> **Что нужно сделать**
(a) Изложите текст о стихотворении Цветаевой «Не краской, не кистью!…» в двух предложениях.
(b) Напишите продолжение текста о стихотворении Цветаевой «Не краской, не кистью!…», начав сразу после последней приведенной строки.

> **Исходный текст**

-=-=-

Глава двенадцатая.
«Из сырости и сирости»
В беловой тетради стихотворение «Не краской, не кистью!…» помечено по старому стилю: «26—27 сентября 1922 г. (в первый и второй день моего 30 летия, и Сережиного 29 летия.)» [35: РГАЛИ, ф. 1190, оп. 2, ед. хр. 4, л. 92об-93.], что делает стихотворение еще более важным, программным. 8—9 октября, глядя на листопад, Цветаева думает о бренности земных одежд, о бренности страстей, от которых когда-нибудь освободится она в посмертии, как деревья освобождаются от листьев. «Не краской, не кистью!» написаны черты Царства Божия. Его Царство – господство света:
Не краской, не кистью!
Свет – царство его, ибо сед.
Ложь – красные листья:
Здесь свет, попирающий цвет.
Цвет, попранный светом.
Свет – цвету пятою на грудь.
Не в этом, не в этом
ли: тайна, и сила и суть
Осеннего леса?
Очевидна в черновике соотнесенность поэта и дерева, листов рабочей тетради и листьев. После первого четверостишия в черновике следовало:
Светлейший – пресветлый.
Нет слова для той светлоты.
Ты думаешь: ветки
Древесные? Скажешь: листы?

-=-=-

> **Набор данных**
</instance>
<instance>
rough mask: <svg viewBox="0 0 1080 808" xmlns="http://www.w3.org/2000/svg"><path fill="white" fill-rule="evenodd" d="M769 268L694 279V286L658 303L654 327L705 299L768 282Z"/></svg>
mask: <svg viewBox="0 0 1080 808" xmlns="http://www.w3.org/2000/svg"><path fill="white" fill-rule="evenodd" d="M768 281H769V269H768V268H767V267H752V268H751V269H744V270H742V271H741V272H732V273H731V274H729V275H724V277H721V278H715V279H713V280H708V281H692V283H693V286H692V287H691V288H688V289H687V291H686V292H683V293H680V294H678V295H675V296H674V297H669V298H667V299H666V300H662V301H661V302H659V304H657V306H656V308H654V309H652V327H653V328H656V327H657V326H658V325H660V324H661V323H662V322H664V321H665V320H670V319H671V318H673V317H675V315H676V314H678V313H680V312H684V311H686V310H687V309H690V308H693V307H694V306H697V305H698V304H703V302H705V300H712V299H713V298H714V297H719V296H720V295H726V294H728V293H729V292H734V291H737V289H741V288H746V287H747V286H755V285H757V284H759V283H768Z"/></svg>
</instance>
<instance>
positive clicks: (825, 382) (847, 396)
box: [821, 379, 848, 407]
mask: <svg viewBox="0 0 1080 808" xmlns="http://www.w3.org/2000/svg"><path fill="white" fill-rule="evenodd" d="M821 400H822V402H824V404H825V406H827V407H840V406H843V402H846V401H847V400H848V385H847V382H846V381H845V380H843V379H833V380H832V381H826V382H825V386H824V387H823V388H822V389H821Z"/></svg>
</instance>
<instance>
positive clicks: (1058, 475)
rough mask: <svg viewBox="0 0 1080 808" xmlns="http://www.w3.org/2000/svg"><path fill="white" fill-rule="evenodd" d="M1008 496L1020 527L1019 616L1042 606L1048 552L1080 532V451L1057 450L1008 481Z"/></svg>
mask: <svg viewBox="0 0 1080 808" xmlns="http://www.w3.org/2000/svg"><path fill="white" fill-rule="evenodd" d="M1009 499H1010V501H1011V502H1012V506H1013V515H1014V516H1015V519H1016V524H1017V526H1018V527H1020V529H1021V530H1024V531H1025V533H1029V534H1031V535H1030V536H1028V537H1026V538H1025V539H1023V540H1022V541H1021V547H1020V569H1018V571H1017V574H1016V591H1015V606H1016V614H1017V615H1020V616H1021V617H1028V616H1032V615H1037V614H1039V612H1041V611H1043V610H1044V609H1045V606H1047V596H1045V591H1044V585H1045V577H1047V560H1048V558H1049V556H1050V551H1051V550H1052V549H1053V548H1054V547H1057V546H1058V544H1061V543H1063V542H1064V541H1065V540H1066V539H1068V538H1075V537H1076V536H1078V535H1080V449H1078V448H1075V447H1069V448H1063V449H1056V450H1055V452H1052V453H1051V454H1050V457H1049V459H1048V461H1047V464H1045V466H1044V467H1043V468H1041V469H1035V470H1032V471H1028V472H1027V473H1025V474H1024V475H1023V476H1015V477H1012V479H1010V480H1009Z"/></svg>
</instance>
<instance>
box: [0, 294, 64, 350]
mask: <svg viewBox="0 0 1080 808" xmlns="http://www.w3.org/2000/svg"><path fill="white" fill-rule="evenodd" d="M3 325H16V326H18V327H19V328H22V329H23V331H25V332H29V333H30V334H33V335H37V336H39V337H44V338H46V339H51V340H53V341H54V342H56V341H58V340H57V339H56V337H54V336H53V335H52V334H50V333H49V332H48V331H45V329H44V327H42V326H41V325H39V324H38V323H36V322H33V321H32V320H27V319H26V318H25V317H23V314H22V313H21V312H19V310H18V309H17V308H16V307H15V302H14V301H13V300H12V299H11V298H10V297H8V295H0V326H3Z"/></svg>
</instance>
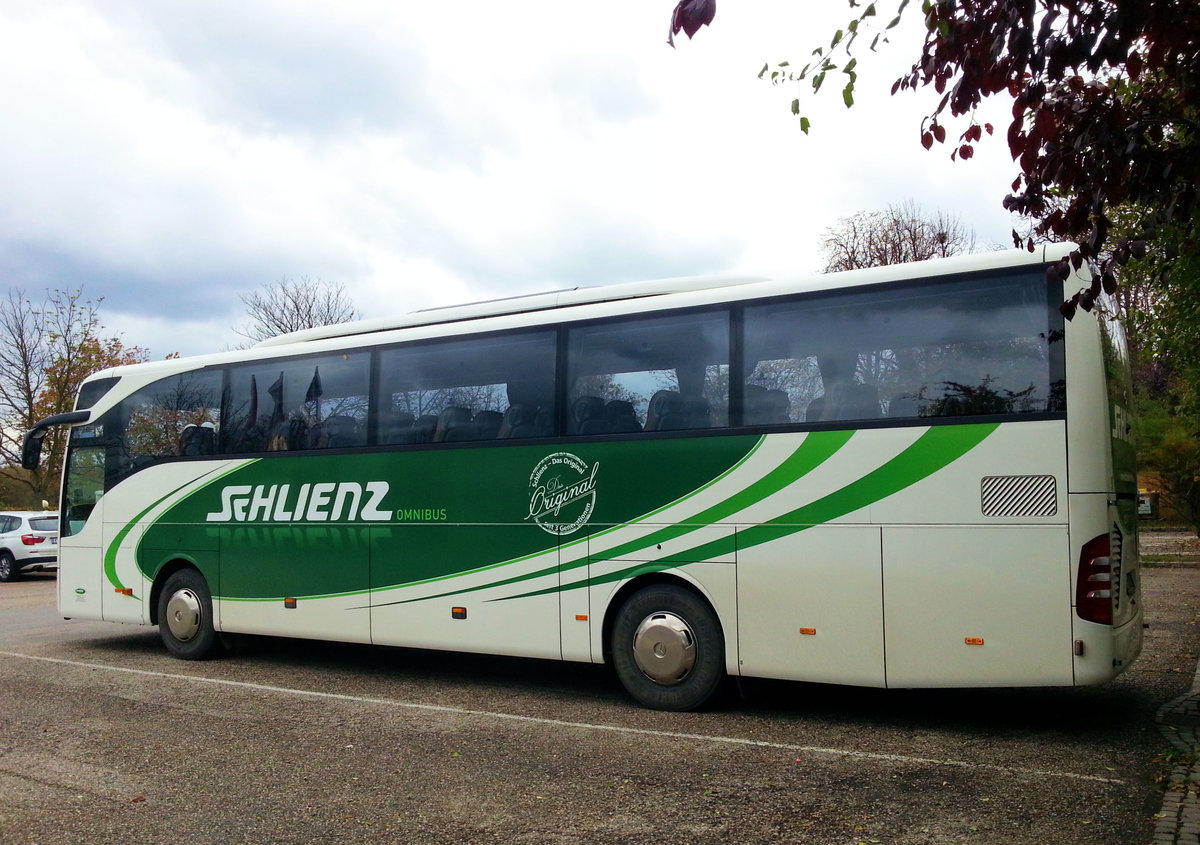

-=-=-

> **Результаты выполнения**
(a) В беловой тетради стихотворение «Не краской, не кистью!…» датировано по старому стилю 26–27 сентября 1922 года, днями тридцатилетия Цветаевой и двадцатидевятилетия Сережи, что делает его программным. Глядя на листопад, Цветаева думает о бренности земных одежд и страстей, а в черновике очевидна соотнесенность поэта и дерева, листов рабочей тетради и листьев.

(b)
Здесь же вариант 7— 8 стихов: «Как будто бы ветки / Древесные, тронешь – листы…». [37: РГАЛИ, ф. 1190, оп. 3, ед. хр. 7, л. 61.] В окончательной редакции Цветаева, сосредоточивается исключительно на теме светящегося, древесного, потустороннего. Цвет – наносное, временное, ложное. Свет – вечное, истинное. Тот свет – иное освещение того, что на земле было явлено через цвет. В обнаженности древесных ветвей, в господстве света над цветом видит Цветаева раскрытие тайны:
Над тихою заводью дней
Как будто завеса
Рванулась – и грозно за ней…
Как будто бы сына
Провидишь сквозь ризу разлук —
Слова: Палестина
Встают, и Элизиум вдруг…
Как в иудейском храме Бог скрыт от людей завесой над ковчегом завета, так же скрыт лик Божий в одеждах деревьев. По преданию, завеса «раздралась надвое» в момент смерти на кресте Иисуса Христа (От Матфея: 27; 51). Цветаевой кажется, что свет, исходящий от обнаженных осенних деревьев – свет того света, позволяющий перенестись в Элизиум душ. Вместо «провидишь» сына в одном из черновых вариантов было «сновидишь» [38: РГАЛИ, ф. 1190, оп. 3, ед. хр. 7, л. 67.]: сновидение – любимое соответствие высшим переживаниям. Другая редакция живописала седого Христа и была отвергнута, возможно, из-за противоречия Евангелию: «Как будто бы сына / Встречаешь, и сын этот сед… / (Зачем Палестина / Встает и Элизиум вслед?)» [39: РГАЛИ, ф. 1190, оп. 3, ед. хр. 7, л. 67.] Этот седой блудный сын – муж Сергей Эфрон, седая Марина Ивановна. В окончательном тексте создан образ седеющего леса:
Осенняя седость.
Ты, Гётевский апофеоз!
Здесь многое спелось,
А больше еще – расплелось.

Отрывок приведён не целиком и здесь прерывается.